* **Consigne écrite 1**
Recopiez tel quel le passage de l'extrait sur les tablettes de bois qui va de « La boue avait » à « caractères cunéiformes lisibles. », ces mots compris.

* **Extrait**
........

Les surfaces concaves pouvaient ainsi être remplies de cire dont on trouva quelques fragments gaufrés qui adhéraient encore à la tablette, ou bien étaient mélangés à la boue à proximité.

 

      La boue avait rendu illisible la majeure partie du texte mais la preuve n'en était pas moins là et un fragment comportait encore des caractères cunéiformes lisibles.

 

Les tablettes de support dont la surface extérieure n'était pas couverte de cire portait la marque de charnières des deux côtés, ce qui prouvait que les seize tablettes de chaque jeu avaient jadis été jointes comme un paravent japonais que l'on peut replier. Tout ce travail constituait de si vastes annales que Mallowan put annoncer sa découverte en disant que c'était le spécimen de livre le plus ancien.

      Les analyses en laboratoire ont fourni des détails supplémentaires quant au produit qui recouvrait les tablettes. Il était constitué d'une mesure de sulfure d'arsenic pour quatre mesures de cire. Le sulfure d'arsenic doit être l'autre substance que San Nicolo n'avait pas pu identifier à partir des tablettes d'argile qu'il avait lues. Il servait à garder la cire suffisamment molle pour que le stylet fasse une empreinte nette et il donnait aussi une belle surface jaune. Et la petite écriture nette conservée sur un seul fragment de cire est si serrée que les trente surfaces auraient pu contenir approximativement 7500 lignes de texte.

 

      L'inscription portée sur la couverture de l'un des livres en bois dit : « Palais de Sargon, roi du monde, roi d'Assyrie. Il fit inscrire les mots Enuma Anu Enlil sur une tablette d'ivoire et la mit dans son palais de Dour-Sharroukîn ». Quand Sargon mourut en 705 av. J.-C., le palais fut pillé et les tablettes furent détachées les unes des autres, probablement pour prendre les charnières qui étaient peut-être d'or. Les tablettes « sans valeur » furent ensuite jetées dans le puits.

 

      Cette découverte confirme, à elle seule l'hypothèse de San Nicolo. Les érudits ont appris grâce aux références cunéiformes à is le'u que des tablettes de bois avaient été utilisées dans l'ancienne Babylonie dès 1700 ans av. J.-C. Et mille ans plus tard, on s'en servait en Assyrie pour copier des textes religieux, des rites, des comptes rendus et des ordres royaux, pour inscrire le nom des individus et pour enregistrer les détails d'une propriété, le connaissement d'un navire ou le registre d’une distribution d'huile.

........

* **Données sources**
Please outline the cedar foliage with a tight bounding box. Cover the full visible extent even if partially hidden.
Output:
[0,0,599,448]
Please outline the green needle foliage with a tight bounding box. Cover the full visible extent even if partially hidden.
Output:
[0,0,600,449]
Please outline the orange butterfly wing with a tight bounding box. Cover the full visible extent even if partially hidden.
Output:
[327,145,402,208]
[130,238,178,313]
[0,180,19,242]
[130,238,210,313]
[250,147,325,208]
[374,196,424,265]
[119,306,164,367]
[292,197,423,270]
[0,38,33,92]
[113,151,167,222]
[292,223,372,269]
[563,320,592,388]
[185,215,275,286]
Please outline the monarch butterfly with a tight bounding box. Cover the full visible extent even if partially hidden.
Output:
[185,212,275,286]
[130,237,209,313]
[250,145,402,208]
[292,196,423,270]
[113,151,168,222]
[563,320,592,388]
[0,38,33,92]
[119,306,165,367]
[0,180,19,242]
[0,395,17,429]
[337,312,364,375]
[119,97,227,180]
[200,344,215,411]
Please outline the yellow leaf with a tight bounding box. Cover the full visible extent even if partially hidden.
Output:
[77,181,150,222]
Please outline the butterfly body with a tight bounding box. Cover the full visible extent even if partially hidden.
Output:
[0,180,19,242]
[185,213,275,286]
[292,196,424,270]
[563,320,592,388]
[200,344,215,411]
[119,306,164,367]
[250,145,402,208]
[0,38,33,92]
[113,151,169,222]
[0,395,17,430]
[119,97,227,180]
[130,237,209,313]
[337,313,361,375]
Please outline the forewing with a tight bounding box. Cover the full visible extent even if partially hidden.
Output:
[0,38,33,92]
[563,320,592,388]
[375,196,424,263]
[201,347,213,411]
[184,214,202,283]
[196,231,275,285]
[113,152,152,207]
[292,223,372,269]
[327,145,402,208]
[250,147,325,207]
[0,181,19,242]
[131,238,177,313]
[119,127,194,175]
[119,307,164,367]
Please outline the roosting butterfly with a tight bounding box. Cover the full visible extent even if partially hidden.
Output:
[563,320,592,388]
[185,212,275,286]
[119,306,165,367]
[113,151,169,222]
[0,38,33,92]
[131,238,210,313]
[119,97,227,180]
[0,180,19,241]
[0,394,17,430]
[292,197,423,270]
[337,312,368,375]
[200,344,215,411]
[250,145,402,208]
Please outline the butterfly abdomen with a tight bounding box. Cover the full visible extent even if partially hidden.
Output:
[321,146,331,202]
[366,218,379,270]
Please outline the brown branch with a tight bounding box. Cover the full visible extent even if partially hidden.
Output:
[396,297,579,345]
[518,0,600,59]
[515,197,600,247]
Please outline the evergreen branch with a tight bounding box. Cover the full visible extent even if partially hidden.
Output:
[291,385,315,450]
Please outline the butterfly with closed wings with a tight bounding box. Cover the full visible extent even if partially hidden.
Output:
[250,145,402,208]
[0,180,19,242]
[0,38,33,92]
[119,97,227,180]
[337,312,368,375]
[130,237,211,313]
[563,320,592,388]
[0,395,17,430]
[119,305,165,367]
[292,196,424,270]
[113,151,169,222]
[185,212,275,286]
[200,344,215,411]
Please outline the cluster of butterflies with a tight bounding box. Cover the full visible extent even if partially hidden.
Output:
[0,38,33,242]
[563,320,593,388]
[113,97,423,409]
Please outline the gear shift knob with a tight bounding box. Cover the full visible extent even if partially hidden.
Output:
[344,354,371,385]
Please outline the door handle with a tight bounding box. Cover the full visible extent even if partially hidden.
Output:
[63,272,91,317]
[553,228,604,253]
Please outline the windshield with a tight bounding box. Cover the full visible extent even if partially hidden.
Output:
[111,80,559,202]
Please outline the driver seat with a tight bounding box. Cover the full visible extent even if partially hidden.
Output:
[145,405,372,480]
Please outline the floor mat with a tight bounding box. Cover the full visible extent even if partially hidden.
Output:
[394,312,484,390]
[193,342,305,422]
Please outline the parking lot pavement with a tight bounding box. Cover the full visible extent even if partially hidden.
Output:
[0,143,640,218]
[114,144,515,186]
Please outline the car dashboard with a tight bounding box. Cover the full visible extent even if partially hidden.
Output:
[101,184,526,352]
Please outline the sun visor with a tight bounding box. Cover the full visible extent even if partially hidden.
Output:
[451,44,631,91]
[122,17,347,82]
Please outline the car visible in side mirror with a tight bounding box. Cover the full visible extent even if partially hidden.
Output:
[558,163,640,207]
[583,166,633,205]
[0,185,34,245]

........

* **Consigne écrite 2**
Parmi les lignes de données ci-dessus, ne gardez que celles qui contiennent le mot « branch », puis recopiez-les.

* **Corrigé complet 1**
La boue avait rendu illisible la majeure partie du texte mais la preuve n'en était pas moins là et un fragment comportait encore des caractères cunéiformes lisibles.

* **Corrigé complet 2**
Please outline the brown branch with a tight bounding box. Cover the full visible extent even if partially hidden.
Please outline the evergreen branch with a tight bounding box. Cover the full visible extent even if partially hidden.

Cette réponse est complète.